* [Exercise]
Note each line in the data below that holds "query", and copy it.
[[ Dataset, beginning ]]
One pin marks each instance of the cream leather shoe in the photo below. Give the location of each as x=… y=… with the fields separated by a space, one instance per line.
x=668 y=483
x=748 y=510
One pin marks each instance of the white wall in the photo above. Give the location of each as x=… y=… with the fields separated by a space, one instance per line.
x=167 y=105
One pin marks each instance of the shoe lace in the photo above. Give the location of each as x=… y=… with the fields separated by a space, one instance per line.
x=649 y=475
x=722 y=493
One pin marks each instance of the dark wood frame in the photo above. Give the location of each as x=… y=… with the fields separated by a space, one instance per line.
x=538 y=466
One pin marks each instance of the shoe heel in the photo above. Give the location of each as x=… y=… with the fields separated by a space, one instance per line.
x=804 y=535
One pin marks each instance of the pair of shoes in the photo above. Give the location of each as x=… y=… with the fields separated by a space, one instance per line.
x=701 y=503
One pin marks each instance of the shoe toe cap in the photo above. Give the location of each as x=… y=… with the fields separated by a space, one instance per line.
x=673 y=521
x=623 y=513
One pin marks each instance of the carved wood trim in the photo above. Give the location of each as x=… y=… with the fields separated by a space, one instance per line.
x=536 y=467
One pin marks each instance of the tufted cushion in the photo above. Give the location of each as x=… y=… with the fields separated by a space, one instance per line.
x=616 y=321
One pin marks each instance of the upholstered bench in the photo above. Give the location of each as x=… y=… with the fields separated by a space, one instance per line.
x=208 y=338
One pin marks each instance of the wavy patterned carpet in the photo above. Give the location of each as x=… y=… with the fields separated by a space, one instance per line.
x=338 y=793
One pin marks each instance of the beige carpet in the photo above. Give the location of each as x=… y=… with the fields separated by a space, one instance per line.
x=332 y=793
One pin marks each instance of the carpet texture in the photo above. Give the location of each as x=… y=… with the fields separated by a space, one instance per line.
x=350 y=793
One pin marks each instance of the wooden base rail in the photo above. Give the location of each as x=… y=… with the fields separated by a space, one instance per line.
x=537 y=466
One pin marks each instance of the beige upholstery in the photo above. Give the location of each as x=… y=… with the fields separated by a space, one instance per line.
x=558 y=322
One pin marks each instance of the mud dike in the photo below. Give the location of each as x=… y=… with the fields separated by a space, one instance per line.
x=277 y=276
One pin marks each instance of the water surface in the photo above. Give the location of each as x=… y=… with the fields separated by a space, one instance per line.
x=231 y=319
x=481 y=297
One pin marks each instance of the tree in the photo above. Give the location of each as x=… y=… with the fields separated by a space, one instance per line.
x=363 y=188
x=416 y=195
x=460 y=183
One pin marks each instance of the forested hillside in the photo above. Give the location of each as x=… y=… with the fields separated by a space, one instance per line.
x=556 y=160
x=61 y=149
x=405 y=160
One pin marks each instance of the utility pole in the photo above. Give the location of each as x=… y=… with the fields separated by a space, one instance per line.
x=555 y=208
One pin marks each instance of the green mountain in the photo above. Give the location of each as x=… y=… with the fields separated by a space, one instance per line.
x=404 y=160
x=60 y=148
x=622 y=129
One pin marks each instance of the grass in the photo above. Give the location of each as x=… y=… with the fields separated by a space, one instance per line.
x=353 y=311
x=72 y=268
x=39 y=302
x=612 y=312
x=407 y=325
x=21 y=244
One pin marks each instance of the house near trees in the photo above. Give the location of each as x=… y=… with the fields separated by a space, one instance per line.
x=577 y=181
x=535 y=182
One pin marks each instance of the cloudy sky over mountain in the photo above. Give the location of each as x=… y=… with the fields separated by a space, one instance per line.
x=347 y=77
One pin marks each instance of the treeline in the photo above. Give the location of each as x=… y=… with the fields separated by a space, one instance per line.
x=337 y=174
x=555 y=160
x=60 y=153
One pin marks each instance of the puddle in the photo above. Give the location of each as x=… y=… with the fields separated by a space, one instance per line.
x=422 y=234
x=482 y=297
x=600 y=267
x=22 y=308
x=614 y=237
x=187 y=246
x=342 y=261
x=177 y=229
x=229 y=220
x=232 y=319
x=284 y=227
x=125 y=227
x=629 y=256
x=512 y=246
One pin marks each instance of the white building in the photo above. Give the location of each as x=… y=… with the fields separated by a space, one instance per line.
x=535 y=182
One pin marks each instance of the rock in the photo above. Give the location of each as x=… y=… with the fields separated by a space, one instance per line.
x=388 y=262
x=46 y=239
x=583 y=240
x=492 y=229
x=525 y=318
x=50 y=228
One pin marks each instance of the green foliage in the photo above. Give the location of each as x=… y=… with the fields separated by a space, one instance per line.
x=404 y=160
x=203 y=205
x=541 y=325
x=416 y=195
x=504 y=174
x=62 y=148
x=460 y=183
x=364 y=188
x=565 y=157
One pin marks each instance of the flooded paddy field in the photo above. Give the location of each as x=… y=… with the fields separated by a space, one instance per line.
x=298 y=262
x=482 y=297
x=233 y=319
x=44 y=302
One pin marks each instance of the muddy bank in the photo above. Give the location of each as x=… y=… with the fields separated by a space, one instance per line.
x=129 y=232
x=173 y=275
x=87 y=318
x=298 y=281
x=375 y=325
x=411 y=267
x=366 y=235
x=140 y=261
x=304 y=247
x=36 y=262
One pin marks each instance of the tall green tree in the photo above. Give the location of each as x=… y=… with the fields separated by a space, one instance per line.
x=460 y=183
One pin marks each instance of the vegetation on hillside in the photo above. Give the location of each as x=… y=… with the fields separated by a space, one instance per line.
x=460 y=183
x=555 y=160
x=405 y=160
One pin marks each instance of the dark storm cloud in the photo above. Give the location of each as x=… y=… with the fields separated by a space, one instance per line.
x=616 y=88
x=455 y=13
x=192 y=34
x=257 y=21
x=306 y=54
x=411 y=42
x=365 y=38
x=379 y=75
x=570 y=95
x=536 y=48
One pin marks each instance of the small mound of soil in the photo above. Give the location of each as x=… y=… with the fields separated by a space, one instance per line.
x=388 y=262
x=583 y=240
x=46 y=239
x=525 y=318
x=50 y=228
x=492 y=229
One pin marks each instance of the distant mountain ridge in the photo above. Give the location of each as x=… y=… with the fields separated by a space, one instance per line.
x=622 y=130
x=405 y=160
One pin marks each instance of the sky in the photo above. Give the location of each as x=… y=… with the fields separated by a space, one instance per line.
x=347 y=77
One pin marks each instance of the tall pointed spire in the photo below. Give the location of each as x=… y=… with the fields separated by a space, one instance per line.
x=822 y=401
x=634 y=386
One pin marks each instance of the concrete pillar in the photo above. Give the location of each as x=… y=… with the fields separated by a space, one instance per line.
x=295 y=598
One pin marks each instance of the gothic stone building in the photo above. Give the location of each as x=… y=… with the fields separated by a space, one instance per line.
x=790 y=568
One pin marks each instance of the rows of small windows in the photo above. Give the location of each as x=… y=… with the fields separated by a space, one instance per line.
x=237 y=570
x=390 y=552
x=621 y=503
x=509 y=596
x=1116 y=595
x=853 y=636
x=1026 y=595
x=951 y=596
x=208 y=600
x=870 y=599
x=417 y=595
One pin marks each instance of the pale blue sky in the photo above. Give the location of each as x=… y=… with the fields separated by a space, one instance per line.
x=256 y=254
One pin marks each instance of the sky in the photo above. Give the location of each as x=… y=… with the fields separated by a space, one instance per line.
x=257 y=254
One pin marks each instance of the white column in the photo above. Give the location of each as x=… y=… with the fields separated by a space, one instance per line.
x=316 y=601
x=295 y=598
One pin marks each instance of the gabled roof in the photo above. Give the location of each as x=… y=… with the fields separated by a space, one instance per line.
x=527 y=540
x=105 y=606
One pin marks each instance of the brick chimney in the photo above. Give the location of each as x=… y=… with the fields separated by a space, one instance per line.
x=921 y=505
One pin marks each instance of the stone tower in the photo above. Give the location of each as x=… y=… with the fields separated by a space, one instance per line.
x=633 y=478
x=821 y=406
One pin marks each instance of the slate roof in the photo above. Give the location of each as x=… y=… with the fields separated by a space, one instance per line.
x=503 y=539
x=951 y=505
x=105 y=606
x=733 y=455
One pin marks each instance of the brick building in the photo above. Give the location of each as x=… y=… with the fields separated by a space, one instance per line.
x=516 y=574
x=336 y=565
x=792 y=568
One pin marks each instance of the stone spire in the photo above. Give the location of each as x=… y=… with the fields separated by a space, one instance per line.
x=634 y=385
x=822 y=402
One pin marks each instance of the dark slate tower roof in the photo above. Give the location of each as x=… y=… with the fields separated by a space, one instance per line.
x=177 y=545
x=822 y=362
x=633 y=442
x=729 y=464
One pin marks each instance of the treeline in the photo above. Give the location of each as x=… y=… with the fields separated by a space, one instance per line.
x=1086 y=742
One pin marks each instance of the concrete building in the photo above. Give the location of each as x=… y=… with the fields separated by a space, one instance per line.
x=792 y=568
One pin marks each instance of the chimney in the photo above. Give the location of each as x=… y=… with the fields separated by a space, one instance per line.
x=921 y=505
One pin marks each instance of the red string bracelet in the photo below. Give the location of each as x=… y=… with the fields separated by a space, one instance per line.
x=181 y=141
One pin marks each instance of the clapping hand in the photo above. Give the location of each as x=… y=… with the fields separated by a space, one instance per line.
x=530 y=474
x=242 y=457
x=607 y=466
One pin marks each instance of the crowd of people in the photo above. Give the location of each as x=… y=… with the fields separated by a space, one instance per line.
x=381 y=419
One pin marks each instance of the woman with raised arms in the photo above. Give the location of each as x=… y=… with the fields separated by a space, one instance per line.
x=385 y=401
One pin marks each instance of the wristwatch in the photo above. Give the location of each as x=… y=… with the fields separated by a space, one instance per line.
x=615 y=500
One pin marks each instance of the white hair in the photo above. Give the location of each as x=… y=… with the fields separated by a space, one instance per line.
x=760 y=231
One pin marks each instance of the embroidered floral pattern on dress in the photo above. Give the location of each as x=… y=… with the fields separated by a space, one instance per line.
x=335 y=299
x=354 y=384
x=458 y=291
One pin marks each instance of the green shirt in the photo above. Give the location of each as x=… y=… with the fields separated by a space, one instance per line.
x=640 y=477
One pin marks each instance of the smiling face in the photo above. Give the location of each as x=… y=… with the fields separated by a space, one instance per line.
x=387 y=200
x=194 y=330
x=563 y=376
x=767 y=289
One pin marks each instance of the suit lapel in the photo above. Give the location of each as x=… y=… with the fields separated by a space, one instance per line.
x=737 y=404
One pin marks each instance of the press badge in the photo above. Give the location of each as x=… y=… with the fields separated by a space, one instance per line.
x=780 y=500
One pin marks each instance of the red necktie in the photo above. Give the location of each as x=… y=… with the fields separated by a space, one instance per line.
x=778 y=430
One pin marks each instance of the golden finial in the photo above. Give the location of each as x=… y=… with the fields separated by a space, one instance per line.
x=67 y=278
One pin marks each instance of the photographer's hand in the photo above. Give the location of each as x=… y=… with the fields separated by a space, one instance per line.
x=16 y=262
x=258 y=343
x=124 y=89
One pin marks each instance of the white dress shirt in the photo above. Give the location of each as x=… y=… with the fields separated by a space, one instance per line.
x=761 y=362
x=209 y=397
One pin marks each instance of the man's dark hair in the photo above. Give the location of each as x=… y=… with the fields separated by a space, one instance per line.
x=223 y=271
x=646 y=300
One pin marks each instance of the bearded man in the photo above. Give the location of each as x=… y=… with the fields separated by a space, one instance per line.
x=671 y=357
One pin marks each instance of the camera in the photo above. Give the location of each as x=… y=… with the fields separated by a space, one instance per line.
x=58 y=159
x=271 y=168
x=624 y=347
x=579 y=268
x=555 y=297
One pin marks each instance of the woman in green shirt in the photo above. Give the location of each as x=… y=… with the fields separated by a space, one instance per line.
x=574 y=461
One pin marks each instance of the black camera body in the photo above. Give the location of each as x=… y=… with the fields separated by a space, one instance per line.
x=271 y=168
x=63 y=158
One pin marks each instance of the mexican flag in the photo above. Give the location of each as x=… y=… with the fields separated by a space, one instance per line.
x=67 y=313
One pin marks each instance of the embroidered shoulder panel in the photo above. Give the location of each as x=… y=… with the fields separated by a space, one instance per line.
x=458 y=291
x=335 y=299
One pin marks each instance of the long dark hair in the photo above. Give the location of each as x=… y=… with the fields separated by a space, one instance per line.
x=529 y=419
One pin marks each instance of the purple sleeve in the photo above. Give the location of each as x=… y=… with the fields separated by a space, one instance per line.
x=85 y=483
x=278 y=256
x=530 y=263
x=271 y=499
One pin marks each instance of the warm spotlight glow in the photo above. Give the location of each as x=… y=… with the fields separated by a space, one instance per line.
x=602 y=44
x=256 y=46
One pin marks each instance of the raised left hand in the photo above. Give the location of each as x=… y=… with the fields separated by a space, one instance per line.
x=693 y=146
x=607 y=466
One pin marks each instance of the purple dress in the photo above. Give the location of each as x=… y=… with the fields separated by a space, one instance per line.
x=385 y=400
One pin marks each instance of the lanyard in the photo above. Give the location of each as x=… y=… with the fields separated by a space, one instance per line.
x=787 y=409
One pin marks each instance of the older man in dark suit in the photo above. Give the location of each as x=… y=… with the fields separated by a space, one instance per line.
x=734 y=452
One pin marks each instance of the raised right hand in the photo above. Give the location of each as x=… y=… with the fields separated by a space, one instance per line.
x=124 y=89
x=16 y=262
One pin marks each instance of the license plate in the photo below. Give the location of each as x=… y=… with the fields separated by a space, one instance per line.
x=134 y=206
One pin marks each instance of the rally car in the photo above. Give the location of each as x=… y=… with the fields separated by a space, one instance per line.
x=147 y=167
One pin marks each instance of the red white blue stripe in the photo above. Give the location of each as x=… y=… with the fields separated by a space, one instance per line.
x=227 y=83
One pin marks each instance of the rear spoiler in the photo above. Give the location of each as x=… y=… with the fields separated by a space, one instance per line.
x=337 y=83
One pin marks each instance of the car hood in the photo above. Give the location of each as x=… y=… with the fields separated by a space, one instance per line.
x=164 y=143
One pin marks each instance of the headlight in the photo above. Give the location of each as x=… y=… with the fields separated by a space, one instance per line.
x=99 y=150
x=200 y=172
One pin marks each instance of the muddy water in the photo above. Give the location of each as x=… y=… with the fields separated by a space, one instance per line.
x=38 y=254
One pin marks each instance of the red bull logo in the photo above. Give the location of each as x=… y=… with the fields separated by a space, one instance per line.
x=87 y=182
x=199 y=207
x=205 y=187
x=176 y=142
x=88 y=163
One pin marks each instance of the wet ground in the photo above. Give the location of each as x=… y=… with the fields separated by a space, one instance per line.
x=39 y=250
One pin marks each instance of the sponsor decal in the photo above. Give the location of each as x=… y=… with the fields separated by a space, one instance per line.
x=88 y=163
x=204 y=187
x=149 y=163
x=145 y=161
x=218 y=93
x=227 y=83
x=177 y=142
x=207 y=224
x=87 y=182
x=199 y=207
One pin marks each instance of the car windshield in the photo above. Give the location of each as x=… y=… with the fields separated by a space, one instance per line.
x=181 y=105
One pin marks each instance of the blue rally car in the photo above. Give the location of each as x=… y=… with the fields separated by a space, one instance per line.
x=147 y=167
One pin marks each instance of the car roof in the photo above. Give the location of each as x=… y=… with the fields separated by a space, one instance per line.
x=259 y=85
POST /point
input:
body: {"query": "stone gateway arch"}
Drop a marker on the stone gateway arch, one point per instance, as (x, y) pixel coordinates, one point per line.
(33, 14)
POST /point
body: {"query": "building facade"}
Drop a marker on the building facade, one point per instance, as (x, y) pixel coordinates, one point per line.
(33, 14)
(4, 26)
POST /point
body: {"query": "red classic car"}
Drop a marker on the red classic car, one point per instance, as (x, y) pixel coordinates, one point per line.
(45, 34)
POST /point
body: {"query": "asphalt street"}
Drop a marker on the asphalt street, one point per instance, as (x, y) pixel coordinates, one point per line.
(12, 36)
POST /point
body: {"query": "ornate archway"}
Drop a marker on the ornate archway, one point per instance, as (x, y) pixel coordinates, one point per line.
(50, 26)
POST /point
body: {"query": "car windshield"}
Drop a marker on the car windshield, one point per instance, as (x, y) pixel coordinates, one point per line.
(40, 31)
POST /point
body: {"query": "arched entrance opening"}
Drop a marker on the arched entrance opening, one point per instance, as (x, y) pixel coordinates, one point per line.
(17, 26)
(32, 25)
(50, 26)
[[ Dataset, end ]]
* [Response for this exercise]
body: {"query": "stone gateway arch"}
body: {"query": "building facade"}
body: {"query": "red classic car"}
body: {"query": "asphalt street"}
body: {"query": "ornate archway"}
body: {"query": "car windshield"}
body: {"query": "arched entrance opening"}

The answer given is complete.